**WHAT YOU HAVE TO DO:**
Revise the material below by replacing every "Tag each instance" with "Mark every instance" and keeping everything else the same. Leave the pictures out of your answer.

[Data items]

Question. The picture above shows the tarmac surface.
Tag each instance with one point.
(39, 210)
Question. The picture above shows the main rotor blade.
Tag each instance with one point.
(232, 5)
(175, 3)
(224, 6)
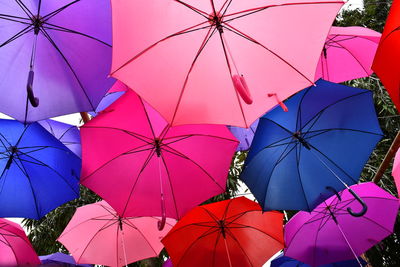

**WRITTEN REPLY:**
Question. The picture above shows the tarmac surface.
Mark every instance with one point.
(39, 210)
Question. The picture above shows the main rotor blade.
Mark every instance with one point.
(232, 5)
(175, 3)
(224, 6)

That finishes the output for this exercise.